Abel Raymond déclare : « Afin d’encourager d’une manière régulière et continue l’horticulture et l’arboriculture, écrit-il à son ministre, on a organisé la Société d’horticulture de Bellechasse» (7) «Dans son rapport de 1914, Abel Raymond rapporte avoir visité 34 paroisses dans les comtés de Bellechasse, de Dorchester et de Montmagny et avoir attiré près de 4500 personnes à ses conférences. » (8)
Sources :
1 : François Hudon, L’action agronomique au Québec, son histoire-son œuvre, Ordre des agronomes du Québec, 1987, p. 17
2 à 7 : Jean-Baptiste Roy, agronome, Histoire de la Corporation des agronomes de la province de Québec (1937/1970), p. 22 à 25
8 : Bulletin de la Société historique de Bellechasse, vol. 17, n4 automne 2005, p. 29 : Le rôle déterminant des agronomes
1.1 Saviez-vous que... Qui a persuadé le ministre de l’Agriculture de fonder un corps professionnel des agronomes?

━━━━━━━━━━━━━━━━━━━━━━━━━━━━━━

== Exercice proposé 1 ==
Répondez aux questions suivantes à partir du texte :
(a) Quelle société a-t-on organisée afin d'encourager l'horticulture et l'arboriculture ?
(b) Combien de paroisses Abel Raymond rapporte-t-il avoir visitées dans son rapport de 1914 ?
(c) En quelle année l'ouvrage de François Hudon cité comme source 1 a-t-il paru ?
== Exercice proposé 2 ==
Énumérez tous les comtés dans lesquels, selon le texte, Abel Raymond a visité des paroisses.
Les enregistrements ci-dessous proviennent d'une source distincte du texte.

━━━━━━━━━━━━━━━━━━━━━━━━━━━━━━

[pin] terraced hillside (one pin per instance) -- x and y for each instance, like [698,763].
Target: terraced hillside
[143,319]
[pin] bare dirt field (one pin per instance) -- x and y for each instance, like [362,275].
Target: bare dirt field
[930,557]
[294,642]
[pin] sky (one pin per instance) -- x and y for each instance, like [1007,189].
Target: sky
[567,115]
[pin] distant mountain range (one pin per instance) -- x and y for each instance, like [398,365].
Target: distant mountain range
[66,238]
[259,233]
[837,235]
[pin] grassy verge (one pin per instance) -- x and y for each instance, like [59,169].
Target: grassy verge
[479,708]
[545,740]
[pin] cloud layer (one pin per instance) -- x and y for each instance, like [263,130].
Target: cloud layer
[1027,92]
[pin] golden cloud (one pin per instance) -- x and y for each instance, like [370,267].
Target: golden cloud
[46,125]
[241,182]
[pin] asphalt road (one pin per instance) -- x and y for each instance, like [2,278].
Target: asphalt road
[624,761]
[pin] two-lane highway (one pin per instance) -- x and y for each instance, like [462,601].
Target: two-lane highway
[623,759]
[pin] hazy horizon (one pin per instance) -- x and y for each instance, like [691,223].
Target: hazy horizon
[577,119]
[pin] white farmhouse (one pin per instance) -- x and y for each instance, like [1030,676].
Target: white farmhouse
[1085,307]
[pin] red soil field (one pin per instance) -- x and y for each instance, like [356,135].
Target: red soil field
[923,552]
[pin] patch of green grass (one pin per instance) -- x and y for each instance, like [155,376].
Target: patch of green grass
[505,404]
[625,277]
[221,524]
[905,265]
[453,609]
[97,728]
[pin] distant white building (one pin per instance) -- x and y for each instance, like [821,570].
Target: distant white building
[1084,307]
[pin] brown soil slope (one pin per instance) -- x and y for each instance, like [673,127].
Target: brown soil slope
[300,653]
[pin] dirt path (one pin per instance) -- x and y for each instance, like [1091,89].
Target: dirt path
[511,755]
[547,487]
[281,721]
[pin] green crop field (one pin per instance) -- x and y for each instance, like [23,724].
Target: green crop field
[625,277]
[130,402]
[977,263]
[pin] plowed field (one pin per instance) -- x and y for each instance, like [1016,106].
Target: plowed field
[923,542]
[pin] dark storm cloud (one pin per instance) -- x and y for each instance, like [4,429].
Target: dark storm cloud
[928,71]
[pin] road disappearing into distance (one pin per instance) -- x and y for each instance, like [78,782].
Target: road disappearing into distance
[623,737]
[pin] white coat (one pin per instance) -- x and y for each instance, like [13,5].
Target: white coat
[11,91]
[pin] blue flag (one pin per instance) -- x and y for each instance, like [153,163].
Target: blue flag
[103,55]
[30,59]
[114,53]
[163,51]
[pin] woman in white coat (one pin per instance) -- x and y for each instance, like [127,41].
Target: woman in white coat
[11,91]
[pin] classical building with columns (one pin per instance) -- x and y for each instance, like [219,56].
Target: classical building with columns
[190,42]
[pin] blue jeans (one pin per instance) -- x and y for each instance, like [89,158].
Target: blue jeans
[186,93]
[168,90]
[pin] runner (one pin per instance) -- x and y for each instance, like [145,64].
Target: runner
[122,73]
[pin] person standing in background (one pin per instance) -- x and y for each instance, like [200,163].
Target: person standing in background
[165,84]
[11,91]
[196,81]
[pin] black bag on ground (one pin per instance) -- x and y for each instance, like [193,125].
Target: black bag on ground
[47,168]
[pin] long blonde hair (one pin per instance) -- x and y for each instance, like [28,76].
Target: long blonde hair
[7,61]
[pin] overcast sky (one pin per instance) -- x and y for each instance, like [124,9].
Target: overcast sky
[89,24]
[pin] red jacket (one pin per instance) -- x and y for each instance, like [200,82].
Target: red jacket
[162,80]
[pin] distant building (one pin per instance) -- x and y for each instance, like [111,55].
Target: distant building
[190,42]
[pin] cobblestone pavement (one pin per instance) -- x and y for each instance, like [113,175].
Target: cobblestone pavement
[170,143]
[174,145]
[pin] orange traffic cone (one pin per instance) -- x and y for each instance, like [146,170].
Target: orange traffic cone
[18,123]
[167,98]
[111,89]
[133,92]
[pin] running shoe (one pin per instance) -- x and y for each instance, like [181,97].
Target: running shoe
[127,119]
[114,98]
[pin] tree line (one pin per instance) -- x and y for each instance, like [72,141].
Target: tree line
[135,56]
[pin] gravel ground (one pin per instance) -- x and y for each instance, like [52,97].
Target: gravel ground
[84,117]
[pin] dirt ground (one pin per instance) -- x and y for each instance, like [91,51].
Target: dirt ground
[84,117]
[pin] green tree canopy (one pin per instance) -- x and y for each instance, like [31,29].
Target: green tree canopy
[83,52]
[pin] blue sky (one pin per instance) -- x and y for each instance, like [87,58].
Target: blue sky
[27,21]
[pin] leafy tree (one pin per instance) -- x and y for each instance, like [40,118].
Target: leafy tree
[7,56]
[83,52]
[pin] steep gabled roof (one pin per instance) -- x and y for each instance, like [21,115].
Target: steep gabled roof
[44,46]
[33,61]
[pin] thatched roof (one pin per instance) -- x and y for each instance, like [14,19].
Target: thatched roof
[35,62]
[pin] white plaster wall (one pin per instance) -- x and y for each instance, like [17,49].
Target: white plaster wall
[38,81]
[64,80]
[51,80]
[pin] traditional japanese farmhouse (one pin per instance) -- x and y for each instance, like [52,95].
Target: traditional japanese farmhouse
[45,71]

━━━━━━━━━━━━━━━━━━━━━━━━━━━━━━

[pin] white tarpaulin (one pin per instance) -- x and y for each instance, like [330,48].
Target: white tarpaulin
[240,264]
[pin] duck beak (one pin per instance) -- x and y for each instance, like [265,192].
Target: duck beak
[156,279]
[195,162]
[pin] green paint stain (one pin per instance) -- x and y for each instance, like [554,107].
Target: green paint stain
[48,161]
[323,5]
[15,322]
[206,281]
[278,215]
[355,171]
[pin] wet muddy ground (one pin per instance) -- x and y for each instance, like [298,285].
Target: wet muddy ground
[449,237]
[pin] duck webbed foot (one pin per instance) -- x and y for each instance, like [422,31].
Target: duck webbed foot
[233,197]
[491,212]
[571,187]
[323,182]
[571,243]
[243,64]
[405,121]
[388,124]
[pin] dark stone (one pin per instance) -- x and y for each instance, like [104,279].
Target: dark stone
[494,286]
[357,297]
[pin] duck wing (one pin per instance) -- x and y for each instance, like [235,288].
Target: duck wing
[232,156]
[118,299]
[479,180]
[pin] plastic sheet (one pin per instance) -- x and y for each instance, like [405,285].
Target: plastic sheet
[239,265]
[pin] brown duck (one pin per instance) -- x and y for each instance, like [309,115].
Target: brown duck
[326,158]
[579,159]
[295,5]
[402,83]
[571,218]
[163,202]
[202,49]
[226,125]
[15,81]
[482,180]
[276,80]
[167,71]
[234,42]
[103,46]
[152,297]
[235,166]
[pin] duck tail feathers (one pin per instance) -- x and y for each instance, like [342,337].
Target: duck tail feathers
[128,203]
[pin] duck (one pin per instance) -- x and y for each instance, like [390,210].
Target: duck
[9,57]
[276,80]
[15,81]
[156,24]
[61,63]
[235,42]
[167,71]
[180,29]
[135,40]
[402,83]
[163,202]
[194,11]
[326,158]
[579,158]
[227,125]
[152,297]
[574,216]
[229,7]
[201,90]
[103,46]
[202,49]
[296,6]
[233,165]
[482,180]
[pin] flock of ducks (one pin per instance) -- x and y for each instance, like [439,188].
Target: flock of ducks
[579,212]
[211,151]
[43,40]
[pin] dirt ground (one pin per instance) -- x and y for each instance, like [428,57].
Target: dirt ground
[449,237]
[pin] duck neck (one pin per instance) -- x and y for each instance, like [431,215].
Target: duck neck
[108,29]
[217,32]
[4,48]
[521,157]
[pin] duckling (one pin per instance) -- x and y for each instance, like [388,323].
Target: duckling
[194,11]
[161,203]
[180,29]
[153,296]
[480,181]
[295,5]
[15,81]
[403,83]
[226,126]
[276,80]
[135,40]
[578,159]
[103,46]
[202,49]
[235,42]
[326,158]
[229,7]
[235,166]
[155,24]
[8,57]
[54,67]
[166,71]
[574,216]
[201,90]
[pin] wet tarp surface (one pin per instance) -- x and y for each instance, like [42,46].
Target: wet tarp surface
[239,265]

━━━━━━━━━━━━━━━━━━━━━━━━━━━━━━

== Réponse 1 ==
(a) La Société d'horticulture de Bellechasse.
(b) 34 paroisses.
(c) En 1987.

== Réponse 2 ==
Bellechasse, Dorchester et Montmagny.